▸ **EXERCISE OBJECTIVE**:
Locate the line that contains "of the dryer". Copy it and every following line through the end of the records, exactly, and include nothing else.

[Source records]
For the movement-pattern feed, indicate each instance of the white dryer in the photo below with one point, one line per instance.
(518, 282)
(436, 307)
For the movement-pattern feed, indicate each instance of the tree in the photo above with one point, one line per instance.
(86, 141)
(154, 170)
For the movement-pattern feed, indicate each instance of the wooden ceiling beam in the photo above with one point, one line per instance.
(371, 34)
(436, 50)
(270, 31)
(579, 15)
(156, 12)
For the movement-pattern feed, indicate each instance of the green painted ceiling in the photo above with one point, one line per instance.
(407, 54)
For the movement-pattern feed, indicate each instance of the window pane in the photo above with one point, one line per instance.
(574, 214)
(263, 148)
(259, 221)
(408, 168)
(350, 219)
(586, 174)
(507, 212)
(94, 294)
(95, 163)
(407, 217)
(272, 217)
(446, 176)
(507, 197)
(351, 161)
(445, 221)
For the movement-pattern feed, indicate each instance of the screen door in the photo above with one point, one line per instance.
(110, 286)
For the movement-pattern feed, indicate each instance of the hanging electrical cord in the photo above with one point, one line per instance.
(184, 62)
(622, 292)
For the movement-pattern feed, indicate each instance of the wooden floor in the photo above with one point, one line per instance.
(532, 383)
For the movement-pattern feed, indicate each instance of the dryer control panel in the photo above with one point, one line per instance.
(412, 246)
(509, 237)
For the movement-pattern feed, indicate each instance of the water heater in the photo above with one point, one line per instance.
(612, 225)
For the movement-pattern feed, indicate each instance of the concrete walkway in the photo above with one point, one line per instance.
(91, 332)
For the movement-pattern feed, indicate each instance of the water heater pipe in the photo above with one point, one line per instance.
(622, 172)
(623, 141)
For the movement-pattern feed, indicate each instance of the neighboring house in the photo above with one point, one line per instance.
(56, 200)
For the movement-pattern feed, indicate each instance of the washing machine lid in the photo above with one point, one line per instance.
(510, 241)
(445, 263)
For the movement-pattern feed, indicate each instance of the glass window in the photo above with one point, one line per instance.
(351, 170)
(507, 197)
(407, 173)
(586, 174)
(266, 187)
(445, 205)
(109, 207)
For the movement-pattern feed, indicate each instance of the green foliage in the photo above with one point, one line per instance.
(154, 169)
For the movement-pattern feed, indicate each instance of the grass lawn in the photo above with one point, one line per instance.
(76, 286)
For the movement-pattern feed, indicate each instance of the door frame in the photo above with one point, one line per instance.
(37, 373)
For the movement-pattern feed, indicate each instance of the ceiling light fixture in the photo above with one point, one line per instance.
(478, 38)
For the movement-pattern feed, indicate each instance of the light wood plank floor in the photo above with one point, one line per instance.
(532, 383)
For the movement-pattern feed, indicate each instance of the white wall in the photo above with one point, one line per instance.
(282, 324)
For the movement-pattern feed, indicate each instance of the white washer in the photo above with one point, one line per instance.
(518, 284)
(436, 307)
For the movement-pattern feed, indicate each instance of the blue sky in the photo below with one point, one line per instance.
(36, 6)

▸ **WRITTEN REPLY**:
For the movement-pattern feed, indicate each instance of the dryer control panel in the photo above with one point, one line per instance.
(412, 246)
(509, 237)
For the movement-pattern feed, indicate each instance of the water heater in the photo above with one point, one line per instance.
(612, 225)
For the movement-pattern feed, indicate each instance of the concrete walkway in the photo above with one point, one line per instance.
(91, 332)
For the movement-pattern feed, indicate each instance of the water heater pipe in the photo above with one point, one line per instance.
(622, 172)
(623, 141)
For the movement-pattern feed, indicate each instance of the neighboring house in the photo above with one point, one line per instance.
(56, 200)
For the movement-pattern feed, indicate each instance of the washing machine lid in the photo above with one point, one line per instance.
(510, 241)
(445, 263)
For the movement-pattern feed, indicate each instance of the glass window in the photo above with one point, one line per instance.
(351, 170)
(507, 197)
(407, 173)
(586, 174)
(266, 187)
(445, 205)
(109, 207)
For the movement-pattern feed, indicate each instance of the green foliage in the photo above with one point, one line per instance.
(154, 169)
For the movement-pattern feed, indicate each instance of the grass lawn in the photo above with one point, one line per instance.
(76, 286)
For the movement-pattern feed, indicate each instance of the door frame in the photo above with one point, one line per instance.
(37, 373)
For the movement-pattern feed, indicate each instance of the ceiling light fixture in the photo above with one point, one line per instance.
(478, 38)
For the movement-pattern feed, indicate each instance of the light wood plank floor in the photo above with one point, one line per instance.
(532, 383)
For the movement-pattern feed, indicate each instance of the white wall in the photo above with one point, one line per instance.
(282, 324)
For the movement-pattern feed, indicate each instance of the white washer in the photo above with one point, one line per instance.
(518, 284)
(436, 307)
For the movement-pattern feed, indicate each instance of the blue sky in the photo below with one point, one line per instance.
(36, 6)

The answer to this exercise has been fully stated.